Tlatelolco: entre la borradura y la inscripción

 



Si bien existen semejanzas entre el movi­miento estu­diantil mexicano del 68 y otros que tuvieron lugar en diversas ciudades del mundo a lo largo de esa década, la represión ordenada por el gobierno de Gustavo Díaz Ordaz, perteneciente a las filas del Partido Revolucionario Institucional (PRI), representó para México el violento cierre de todo un período histórico que se originó en 1920 con las luchas entre los revoluciona­rios que se disputaron el poder una vez institucionalizada la Revolución. El PRI, vencedor en la contienda que dio lugar durante décadas al unipartidismo, mostró su perfil autorita­rio hacia fines del 50, con las represiones al movimiento normalista, las huelgas ferrocarri­leras y las sucesivas rebeliones campesinas. La matanza del 2 de octubre de 1968 evidenció de manera exponencial la dinámica del poder en México, los recursos extremos de imposi­ción política e ideológica, los móviles de un sistema que se auto­construyó discursivamente como el más antiguo y eficaz en América Latina, en un contexto continental de sucesivos e intermitentes golpes de Estado, largas y complejas dictaduras.

El movimiento estudiantil mexicano no se detuvo en deman­das académicas, sino que comprometió sus acciones en el pedido que se concentra en el Pliego Petitorio, el documento que sintetiza el afán democratizador de los jóvenes mexicanos y la comunidad universitaria. La críti­ca al sistema político imperante y la demanda de diálogo público lograron reactualizar y am­pliar zonas del debate que se instaló en la década del 50 sobre los alcances del movimiento armado de 1910.

Material de trabajo:
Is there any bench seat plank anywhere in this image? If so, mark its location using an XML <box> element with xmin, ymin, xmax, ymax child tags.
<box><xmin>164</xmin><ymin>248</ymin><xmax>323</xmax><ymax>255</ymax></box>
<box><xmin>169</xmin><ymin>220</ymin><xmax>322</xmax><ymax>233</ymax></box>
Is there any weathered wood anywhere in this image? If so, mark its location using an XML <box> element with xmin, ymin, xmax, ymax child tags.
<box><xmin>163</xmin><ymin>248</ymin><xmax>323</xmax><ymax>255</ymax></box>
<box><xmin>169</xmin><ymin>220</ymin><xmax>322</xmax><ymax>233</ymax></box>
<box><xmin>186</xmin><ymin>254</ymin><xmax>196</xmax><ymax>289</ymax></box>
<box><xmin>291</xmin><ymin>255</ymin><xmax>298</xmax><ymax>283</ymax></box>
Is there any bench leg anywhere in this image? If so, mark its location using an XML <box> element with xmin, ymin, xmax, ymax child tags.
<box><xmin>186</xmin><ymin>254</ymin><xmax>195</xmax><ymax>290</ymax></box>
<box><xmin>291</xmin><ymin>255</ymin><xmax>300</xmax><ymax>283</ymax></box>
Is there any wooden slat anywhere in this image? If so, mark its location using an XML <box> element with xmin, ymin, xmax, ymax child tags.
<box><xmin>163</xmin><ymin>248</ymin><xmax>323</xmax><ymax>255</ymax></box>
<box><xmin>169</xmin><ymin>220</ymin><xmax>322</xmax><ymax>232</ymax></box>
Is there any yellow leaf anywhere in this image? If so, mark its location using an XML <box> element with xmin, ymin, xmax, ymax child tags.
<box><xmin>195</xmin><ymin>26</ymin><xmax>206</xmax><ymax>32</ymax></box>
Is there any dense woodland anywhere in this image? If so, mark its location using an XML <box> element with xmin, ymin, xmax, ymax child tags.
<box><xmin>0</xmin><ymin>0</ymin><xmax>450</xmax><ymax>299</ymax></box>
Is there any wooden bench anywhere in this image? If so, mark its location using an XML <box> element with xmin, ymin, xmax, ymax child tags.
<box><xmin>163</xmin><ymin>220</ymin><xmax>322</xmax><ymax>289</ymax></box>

Completa lo siguiente:
#1 Según el fragmento sobre Tlatelolco, ¿qué documento sintetiza el afán democratizador de los jóvenes mexicanos y la comunidad universitaria?
#2 Cambia "wooden bench" por "park bench" en las filas que van desde la línea con "Is there any wooden bench" hasta la última, ambas incluidas. Escribe solo esas líneas, con todo lo demás intacto.

Respuestas del ejercicio:
#1 El Pliego Petitorio.

#2
Is there any park bench anywhere in this image? If so, mark its location using an XML <box> element with xmin, ymin, xmax, ymax child tags.
<box><xmin>163</xmin><ymin>220</ymin><xmax>322</xmax><ymax>289</ymax></box>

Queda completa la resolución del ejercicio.